▸ WORK TO DO
Reproduce all of the records below with every occurrence of "gravel ballast" replaced by "crushed stone" and nothing else altered. Leave the pictures out.

▸ DATA LINES

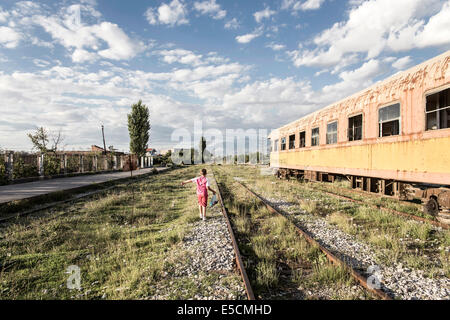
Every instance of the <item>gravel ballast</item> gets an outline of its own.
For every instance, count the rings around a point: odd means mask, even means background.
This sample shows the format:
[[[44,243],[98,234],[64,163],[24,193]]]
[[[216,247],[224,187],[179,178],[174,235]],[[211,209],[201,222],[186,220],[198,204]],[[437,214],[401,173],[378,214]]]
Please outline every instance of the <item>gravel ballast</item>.
[[[392,297],[404,300],[448,300],[450,298],[450,280],[444,275],[438,275],[432,279],[426,277],[423,270],[405,268],[401,263],[393,266],[380,265],[376,262],[374,248],[330,225],[324,218],[312,216],[299,206],[281,198],[266,195],[265,199],[275,208],[293,216],[297,225],[309,232],[321,245],[355,269],[367,276],[372,275],[371,279],[380,281],[381,289]]]

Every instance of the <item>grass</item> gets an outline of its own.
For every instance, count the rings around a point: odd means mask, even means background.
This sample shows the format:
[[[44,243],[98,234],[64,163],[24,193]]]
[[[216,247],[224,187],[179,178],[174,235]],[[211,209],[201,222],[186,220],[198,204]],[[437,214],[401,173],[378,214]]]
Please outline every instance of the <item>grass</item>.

▸ SOLUTION
Every instance of the <item>crushed stone</item> gets an outline of its own.
For every instance, count the rings around a point: odd means mask, even means background.
This sample shows the format:
[[[44,243],[98,234],[64,163],[24,193]]]
[[[216,247],[224,187],[179,178],[174,235]],[[211,209],[201,222],[186,220],[198,204]],[[437,214],[401,173],[378,214]]]
Please outline every instance of the <item>crushed stone</item>.
[[[392,297],[404,300],[448,300],[450,298],[450,280],[444,275],[438,275],[432,279],[426,277],[423,270],[405,268],[401,263],[393,266],[380,265],[376,262],[374,248],[330,225],[324,218],[312,216],[299,206],[281,198],[266,195],[265,199],[275,208],[293,216],[297,225],[309,232],[321,245],[355,269],[367,276],[372,275],[371,279],[380,281],[381,289]]]

Every instance of the <item>grass</item> gets an outline of its own.
For every instance, count the rings around a point: odd means mask, even means background.
This sample shows the format:
[[[44,243],[98,234],[64,163],[24,193]]]
[[[216,247],[224,187],[179,178],[174,235]],[[211,209],[201,222],[186,220],[198,204]],[[437,214],[401,173],[378,214]]]
Please outline every instance of the <item>grass</item>.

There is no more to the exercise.